SOURCE DOCUMENT: Begin
The volunteers running the show put the participants at ease right off the bat. After getting settled in their rooms and a light lunch, we did group introductions. I couldn’t believe how willing each of the participants were to share facets of their cancer journey and life in general with the whole group within minutes of knowing one another. It set the tone for the next few days of openness, understanding, no judgment and learning from each other. 

Almost all of the participants had undergone some kind of surgery for their cancer treatment. Some had single mastectomies, some had double. Some chose reconstruction, some did not. Some wore prosthetics, some did not. Some were 10 years out from diagnosis. Some were two weeks away from their last treatment. Some were younger than 50, some were older than 80. Most wanted to attend to be around other women with breast cancer, some were more curious about fly fishing.

Nearly all of the participants were new to fly fishing. Within a couple hours of arrival, they were casting a fly rod after practicing the motion with a wet paintbrush and foam pool noodle. The four fly fishing instructors were excellent. The participants didn’t want to quit casting practice but we wanted to give them some free time to rest before dinner. Most of them chose not to rest but to chat on the deck overlooking the lake with each other. They immediately bonded over their shared experiences. After dinner, the participants were invited to learn how to tie a fly. I thought only a few of the women would be curious about fly tying but all of them were game and eager to learn. Each participant had their own vice and left with one of their own flies. I always thought fly tying was intimidating but there is something about women teaching women that inspires and empowers.
SOURCE DOCUMENT: End
[PROBLEM REQUIREMENTS]
Quote the passage from the fly fishing retreat account word for word, starting at "Almost all of" and ending at "about fly fishing.".
INFORMATION PROVIDED: Begin
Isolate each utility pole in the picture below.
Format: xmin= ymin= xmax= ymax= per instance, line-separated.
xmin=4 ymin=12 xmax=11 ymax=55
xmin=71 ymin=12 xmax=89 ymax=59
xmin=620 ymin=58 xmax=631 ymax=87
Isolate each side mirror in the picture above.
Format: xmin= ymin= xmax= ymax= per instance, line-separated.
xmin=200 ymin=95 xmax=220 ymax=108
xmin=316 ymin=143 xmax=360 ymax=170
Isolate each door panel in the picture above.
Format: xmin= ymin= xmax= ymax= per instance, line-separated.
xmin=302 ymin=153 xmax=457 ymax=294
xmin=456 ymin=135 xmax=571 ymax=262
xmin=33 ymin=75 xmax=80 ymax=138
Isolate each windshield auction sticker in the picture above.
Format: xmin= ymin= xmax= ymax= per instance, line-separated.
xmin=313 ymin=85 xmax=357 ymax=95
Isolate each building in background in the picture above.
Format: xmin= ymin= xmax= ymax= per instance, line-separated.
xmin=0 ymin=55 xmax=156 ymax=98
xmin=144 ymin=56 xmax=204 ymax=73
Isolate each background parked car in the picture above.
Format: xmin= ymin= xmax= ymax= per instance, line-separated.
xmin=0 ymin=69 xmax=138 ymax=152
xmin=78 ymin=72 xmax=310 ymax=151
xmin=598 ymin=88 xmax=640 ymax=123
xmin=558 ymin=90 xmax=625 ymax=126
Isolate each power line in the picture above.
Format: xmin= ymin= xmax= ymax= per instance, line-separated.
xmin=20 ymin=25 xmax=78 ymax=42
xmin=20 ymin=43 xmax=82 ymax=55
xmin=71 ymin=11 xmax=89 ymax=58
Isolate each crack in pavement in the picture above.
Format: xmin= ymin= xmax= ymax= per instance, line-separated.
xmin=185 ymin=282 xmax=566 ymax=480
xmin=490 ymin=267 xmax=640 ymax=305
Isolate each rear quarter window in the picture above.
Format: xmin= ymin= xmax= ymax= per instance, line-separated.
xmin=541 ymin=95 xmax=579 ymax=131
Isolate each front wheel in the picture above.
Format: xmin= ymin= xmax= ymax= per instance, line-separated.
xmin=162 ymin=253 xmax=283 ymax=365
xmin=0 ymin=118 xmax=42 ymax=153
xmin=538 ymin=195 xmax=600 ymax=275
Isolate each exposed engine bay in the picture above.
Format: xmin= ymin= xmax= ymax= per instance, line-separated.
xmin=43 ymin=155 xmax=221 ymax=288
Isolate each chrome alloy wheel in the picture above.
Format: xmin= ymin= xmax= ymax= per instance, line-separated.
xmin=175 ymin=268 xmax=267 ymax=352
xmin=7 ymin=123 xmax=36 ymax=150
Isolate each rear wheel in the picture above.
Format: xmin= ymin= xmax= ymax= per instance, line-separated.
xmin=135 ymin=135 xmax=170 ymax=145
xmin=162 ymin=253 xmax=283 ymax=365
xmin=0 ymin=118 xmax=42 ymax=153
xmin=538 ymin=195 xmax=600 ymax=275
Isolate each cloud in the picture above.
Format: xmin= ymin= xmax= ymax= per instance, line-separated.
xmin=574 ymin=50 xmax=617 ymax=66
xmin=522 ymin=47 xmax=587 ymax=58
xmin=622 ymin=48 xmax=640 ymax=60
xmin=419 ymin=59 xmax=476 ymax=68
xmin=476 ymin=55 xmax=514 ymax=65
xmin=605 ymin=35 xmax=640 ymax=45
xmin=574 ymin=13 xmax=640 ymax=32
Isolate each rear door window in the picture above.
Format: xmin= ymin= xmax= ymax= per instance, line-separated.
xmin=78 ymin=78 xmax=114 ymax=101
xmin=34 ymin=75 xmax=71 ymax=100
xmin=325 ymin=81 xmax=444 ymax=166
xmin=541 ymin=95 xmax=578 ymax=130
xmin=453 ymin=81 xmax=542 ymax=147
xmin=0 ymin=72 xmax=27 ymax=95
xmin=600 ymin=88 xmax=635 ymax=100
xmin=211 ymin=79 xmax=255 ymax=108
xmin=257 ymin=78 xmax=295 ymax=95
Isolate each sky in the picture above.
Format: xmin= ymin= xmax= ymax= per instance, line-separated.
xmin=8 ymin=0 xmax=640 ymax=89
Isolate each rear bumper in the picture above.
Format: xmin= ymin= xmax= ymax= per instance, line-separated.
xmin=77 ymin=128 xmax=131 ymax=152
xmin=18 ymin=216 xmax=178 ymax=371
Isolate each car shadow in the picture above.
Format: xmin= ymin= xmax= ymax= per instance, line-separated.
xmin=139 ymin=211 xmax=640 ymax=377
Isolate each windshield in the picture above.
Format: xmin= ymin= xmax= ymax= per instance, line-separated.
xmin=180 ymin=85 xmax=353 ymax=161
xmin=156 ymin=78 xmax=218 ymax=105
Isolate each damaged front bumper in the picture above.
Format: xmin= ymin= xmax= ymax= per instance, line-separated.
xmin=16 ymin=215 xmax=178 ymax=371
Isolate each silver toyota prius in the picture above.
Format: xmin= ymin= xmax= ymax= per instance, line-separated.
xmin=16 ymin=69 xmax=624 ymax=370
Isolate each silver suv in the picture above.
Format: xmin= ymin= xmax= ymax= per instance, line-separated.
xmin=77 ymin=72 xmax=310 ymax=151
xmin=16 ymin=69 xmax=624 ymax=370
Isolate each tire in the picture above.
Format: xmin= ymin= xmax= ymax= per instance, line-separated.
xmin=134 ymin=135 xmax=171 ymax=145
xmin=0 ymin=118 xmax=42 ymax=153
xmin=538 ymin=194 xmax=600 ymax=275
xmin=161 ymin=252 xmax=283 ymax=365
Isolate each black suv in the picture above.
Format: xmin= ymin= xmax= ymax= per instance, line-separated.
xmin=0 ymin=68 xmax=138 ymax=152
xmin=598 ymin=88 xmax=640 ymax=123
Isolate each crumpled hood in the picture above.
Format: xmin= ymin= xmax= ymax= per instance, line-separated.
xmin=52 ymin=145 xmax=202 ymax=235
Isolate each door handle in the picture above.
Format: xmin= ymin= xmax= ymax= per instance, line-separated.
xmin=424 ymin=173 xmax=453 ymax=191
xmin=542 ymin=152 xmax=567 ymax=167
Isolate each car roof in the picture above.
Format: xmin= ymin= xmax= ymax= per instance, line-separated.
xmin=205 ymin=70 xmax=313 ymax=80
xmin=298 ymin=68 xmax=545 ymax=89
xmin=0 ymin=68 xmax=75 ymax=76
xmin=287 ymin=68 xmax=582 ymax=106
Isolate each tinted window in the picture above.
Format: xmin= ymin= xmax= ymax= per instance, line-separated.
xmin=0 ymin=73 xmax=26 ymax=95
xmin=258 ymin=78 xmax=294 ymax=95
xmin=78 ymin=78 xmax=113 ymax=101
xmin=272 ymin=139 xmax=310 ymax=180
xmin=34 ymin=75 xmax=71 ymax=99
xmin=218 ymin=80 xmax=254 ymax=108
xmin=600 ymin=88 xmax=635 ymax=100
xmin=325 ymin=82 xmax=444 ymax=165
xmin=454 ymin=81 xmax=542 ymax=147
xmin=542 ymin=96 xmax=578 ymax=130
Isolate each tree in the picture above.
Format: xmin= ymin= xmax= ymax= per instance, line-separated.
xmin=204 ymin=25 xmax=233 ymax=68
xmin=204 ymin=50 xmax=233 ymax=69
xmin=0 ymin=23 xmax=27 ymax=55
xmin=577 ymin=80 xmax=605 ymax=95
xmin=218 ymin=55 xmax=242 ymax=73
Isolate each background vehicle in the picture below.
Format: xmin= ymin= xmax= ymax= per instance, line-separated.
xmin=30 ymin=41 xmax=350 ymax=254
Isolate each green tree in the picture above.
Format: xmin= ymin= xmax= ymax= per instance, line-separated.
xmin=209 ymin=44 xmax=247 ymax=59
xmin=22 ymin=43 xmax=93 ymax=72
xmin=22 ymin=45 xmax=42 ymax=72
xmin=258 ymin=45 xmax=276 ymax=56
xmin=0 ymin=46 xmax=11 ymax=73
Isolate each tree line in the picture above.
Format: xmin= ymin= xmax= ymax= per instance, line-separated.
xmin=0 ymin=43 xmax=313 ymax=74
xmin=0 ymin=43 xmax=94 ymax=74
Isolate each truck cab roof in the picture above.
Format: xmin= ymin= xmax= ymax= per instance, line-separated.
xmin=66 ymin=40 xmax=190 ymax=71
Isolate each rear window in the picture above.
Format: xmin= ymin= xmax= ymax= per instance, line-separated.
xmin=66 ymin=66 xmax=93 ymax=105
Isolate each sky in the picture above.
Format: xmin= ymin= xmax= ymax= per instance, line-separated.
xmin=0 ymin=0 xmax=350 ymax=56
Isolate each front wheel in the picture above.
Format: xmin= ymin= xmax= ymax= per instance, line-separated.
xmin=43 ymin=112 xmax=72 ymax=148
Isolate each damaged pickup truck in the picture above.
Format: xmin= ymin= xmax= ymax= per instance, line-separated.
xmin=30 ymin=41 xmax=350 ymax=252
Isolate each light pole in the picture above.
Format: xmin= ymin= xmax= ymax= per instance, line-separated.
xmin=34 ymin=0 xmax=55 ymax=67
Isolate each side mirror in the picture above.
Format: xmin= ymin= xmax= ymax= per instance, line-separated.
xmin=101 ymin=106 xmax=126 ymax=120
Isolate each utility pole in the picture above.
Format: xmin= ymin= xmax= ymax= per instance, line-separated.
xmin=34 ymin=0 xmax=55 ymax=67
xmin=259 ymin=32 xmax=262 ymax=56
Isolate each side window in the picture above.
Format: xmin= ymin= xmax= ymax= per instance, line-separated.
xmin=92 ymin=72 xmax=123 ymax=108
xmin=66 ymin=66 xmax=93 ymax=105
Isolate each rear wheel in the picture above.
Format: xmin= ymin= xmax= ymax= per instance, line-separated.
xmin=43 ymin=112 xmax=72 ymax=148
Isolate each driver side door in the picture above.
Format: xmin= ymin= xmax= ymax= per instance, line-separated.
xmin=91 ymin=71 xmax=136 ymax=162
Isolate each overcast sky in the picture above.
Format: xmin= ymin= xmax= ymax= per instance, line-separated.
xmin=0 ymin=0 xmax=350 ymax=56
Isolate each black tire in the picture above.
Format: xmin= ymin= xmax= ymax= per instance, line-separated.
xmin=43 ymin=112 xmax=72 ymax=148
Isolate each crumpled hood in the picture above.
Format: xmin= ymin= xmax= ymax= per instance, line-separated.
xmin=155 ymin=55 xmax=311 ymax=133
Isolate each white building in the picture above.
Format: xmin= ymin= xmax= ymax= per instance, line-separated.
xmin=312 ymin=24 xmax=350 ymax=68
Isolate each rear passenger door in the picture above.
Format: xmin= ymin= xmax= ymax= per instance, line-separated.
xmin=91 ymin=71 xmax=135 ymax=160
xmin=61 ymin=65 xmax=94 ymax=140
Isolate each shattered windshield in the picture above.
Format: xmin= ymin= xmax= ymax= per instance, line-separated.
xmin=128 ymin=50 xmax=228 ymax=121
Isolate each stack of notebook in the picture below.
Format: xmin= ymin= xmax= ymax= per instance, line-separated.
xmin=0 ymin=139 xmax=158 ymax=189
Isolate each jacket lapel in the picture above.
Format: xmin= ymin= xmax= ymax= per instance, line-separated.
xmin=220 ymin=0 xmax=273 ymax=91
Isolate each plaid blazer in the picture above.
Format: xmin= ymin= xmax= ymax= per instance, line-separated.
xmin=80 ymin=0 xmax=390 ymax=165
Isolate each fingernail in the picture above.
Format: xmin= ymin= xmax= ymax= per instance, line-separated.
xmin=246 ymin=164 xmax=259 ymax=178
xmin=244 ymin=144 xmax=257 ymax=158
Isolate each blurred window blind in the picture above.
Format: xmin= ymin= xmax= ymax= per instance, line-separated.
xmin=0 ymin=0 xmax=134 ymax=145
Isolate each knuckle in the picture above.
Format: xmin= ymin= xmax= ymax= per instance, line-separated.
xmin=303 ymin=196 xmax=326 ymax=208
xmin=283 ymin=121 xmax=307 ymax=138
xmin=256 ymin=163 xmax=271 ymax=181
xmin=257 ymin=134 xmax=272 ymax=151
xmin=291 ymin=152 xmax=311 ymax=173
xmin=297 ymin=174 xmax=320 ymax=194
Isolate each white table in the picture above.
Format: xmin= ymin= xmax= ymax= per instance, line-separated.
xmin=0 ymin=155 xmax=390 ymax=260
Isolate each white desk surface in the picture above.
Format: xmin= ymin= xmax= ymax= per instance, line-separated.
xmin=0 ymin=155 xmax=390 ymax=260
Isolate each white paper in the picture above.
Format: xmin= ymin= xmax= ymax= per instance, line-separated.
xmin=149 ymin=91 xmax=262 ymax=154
INFORMATION PROVIDED: End
[EXERCISE ANSWER]
Almost all of the participants had undergone some kind of surgery for their cancer treatment. Some had single mastectomies, some had double. Some chose reconstruction, some did not. Some wore prosthetics, some did not. Some were 10 years out from diagnosis. Some were two weeks away from their last treatment. Some were younger than 50, some were older than 80. Most wanted to attend to be around other women with breast cancer, some were more curious about fly fishing.